== Segment start ==
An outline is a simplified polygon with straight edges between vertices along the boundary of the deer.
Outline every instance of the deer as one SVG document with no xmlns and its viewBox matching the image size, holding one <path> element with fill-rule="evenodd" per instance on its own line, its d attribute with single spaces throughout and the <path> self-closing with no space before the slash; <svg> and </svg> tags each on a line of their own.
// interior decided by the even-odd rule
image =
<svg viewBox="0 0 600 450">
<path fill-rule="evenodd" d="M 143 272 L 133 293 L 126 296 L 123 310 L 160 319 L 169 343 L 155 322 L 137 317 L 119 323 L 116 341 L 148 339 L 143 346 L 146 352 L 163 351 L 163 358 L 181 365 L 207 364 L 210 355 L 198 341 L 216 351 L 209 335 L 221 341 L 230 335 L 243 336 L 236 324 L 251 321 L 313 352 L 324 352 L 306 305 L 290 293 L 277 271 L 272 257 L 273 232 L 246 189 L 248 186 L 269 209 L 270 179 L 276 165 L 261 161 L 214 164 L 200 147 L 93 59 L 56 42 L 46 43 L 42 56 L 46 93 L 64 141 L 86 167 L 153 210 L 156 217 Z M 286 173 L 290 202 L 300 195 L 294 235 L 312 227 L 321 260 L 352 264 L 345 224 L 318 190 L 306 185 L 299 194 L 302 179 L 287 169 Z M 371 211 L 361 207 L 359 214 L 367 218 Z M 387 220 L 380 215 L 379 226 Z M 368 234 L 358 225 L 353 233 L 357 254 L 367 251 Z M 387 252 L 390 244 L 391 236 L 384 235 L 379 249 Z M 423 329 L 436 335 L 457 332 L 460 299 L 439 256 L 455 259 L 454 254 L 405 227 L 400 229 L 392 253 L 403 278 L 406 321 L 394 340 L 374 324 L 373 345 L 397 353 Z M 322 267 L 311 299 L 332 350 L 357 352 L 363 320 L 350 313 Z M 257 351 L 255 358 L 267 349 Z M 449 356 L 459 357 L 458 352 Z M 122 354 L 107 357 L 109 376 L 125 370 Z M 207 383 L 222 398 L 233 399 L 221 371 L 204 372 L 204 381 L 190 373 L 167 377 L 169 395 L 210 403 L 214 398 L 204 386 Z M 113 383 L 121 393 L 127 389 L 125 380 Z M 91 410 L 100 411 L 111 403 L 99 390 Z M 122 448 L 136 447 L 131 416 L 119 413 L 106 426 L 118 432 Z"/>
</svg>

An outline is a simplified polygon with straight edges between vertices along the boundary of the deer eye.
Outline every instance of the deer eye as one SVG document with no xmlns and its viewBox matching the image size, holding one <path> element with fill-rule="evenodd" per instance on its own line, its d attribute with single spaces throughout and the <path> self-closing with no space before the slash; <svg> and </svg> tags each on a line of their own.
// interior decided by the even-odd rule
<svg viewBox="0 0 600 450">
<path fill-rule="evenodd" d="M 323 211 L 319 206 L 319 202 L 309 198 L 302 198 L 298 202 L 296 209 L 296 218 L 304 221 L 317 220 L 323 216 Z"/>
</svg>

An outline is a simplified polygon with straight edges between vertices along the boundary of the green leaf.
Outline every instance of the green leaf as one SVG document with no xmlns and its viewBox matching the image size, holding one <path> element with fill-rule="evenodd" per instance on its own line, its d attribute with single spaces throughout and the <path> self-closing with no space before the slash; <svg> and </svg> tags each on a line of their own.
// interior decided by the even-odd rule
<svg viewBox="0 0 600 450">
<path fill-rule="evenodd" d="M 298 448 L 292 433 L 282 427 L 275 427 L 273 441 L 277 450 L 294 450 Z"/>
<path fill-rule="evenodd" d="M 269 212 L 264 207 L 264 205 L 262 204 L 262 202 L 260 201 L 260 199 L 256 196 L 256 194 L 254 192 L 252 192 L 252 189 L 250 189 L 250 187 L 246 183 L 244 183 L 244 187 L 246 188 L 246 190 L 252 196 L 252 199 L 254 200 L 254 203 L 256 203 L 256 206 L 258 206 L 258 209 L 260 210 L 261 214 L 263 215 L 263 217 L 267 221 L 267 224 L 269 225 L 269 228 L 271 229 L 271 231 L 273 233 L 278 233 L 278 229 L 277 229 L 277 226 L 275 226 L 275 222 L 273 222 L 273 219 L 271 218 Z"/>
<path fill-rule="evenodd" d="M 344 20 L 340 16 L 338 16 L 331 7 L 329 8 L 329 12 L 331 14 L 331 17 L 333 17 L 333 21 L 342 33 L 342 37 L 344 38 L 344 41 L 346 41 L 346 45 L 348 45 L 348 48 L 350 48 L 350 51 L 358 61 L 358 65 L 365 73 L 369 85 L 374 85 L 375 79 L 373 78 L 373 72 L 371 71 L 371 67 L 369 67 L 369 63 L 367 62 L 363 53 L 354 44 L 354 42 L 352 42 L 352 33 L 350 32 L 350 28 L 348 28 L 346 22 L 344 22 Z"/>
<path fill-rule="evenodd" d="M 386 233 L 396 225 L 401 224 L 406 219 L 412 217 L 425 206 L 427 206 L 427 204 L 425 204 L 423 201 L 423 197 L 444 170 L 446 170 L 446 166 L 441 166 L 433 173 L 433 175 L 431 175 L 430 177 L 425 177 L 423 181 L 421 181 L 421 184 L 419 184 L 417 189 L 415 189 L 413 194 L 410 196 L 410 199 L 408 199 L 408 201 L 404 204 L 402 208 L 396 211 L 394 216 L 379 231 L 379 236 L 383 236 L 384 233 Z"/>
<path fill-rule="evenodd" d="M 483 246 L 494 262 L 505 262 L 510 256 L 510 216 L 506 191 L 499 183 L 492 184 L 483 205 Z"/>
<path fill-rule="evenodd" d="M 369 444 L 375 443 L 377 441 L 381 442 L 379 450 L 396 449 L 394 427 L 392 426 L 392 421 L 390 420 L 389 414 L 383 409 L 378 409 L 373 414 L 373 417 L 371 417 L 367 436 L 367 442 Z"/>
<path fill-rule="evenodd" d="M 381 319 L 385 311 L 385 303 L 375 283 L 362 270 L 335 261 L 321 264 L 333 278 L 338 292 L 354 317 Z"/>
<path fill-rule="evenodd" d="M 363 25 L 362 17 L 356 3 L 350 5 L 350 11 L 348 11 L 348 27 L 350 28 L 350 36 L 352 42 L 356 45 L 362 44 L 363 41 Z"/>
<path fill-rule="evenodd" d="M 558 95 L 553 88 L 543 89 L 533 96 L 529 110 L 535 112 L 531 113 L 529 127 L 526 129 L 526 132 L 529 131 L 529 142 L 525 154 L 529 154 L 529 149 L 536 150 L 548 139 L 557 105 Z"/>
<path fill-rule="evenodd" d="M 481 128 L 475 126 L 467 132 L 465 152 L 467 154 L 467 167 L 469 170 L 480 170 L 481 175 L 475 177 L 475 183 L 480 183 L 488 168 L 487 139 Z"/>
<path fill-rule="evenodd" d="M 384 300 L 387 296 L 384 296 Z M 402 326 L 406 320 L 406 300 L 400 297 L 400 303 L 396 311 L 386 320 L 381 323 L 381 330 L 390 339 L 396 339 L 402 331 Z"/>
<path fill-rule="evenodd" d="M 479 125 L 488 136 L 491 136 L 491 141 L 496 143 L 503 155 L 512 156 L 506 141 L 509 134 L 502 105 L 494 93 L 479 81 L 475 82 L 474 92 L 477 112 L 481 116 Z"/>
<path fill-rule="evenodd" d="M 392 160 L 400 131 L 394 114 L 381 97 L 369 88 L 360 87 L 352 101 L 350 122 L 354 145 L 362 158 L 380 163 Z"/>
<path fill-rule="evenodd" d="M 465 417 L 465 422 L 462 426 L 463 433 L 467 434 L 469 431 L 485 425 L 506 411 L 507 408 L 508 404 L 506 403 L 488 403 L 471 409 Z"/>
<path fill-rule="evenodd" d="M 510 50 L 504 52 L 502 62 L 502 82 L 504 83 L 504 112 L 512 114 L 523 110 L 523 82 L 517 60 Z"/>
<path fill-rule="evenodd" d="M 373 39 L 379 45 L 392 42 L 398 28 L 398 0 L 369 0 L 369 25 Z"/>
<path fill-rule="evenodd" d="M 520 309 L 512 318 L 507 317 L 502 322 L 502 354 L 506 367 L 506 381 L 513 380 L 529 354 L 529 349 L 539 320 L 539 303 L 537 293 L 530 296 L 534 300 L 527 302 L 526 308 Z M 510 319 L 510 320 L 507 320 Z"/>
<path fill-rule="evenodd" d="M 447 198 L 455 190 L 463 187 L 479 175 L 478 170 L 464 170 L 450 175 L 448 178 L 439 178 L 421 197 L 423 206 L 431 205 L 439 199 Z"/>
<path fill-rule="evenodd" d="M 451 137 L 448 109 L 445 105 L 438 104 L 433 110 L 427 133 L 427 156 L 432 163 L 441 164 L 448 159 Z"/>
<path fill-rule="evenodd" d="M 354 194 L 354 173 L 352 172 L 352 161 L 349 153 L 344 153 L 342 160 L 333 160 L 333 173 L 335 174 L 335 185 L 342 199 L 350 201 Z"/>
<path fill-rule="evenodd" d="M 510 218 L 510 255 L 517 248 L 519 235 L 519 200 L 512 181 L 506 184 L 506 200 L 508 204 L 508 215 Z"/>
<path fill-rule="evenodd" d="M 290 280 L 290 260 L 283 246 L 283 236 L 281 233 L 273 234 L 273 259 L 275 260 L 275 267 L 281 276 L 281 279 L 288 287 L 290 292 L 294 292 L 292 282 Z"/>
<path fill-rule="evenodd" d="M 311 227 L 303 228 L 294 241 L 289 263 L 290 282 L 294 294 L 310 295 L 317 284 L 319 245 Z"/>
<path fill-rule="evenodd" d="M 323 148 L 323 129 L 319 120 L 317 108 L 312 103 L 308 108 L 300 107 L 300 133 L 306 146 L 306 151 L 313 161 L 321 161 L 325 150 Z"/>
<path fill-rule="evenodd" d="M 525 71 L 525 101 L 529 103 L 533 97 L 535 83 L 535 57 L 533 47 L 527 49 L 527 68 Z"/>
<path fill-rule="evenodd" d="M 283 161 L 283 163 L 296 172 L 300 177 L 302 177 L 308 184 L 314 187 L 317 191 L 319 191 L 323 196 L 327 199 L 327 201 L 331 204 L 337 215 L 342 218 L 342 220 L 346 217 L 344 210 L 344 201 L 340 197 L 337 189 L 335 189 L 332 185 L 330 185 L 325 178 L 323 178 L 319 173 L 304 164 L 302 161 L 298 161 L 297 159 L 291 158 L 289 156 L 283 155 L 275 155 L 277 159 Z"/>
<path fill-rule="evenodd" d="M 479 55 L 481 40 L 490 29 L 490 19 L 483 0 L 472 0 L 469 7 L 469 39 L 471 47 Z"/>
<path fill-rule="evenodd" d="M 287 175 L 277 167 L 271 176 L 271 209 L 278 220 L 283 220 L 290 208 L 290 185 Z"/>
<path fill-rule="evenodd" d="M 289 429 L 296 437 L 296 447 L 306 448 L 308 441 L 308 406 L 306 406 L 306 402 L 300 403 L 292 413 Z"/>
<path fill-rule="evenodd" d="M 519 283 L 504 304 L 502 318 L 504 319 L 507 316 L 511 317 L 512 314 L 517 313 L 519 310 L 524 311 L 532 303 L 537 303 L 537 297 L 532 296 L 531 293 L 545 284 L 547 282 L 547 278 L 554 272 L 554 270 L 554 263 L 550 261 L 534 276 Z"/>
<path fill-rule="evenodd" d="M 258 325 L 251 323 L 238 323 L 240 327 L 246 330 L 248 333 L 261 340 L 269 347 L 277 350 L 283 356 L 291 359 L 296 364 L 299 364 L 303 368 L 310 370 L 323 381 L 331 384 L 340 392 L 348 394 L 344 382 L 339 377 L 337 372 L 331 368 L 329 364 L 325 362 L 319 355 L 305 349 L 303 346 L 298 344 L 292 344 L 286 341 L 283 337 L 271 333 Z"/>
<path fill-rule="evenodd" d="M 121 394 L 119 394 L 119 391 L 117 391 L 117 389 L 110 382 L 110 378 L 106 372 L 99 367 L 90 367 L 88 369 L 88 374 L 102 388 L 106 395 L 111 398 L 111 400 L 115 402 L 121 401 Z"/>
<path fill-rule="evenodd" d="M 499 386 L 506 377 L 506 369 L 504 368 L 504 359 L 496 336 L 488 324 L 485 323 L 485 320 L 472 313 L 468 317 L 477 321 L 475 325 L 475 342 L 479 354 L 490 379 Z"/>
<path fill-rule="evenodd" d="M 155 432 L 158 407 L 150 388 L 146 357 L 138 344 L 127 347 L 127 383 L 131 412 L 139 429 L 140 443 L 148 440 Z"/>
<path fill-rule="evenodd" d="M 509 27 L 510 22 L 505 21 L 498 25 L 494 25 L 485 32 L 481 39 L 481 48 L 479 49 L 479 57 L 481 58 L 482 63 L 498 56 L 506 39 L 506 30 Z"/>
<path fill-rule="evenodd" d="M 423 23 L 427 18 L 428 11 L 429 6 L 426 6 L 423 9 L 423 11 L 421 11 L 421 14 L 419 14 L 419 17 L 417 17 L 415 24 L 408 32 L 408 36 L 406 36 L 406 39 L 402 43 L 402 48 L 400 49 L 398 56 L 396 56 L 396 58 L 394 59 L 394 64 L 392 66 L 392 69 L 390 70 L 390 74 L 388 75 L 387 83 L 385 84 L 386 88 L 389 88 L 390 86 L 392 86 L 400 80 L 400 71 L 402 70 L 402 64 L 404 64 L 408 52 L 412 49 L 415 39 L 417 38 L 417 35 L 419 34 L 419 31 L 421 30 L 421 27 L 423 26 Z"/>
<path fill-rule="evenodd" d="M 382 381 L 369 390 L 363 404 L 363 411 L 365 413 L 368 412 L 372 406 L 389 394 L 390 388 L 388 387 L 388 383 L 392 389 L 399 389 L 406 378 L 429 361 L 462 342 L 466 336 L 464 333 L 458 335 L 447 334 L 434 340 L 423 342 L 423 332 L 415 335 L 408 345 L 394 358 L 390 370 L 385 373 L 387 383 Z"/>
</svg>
== Segment end ==
[EXERCISE DESCRIPTION] Taking the line with "the deer eye." as the first and the line with "Outline every instance of the green" as the last, retype that stretch of the data above exactly, with no other lines.

[COMPLETED TASK]
An outline is a simplified polygon with straight edges between vertices along the boundary of the deer eye.
Outline every instance of the deer eye as one SVG document with no xmlns and its viewBox matching the image size, holding one <path> element with fill-rule="evenodd" per instance on its own line, its d attribute with single spaces throughout and the <path> self-closing with no space before the slash; <svg> and </svg> tags each on a line of their own.
// interior decided by the even-odd rule
<svg viewBox="0 0 600 450">
<path fill-rule="evenodd" d="M 323 211 L 319 206 L 319 202 L 309 198 L 302 198 L 298 202 L 296 209 L 296 218 L 304 221 L 317 220 L 323 216 Z"/>
</svg>

An outline is a simplified polygon with straight edges between vertices along the boundary of the green leaf.
Outline every instance of the green leaf as one SVG document with no xmlns and its viewBox matching the image size, holding one <path> element with fill-rule="evenodd" per instance on its own line, its d attribute with single spaces throughout and the <path> self-closing with no space before the slash; <svg> and </svg> tags each on a line of their own.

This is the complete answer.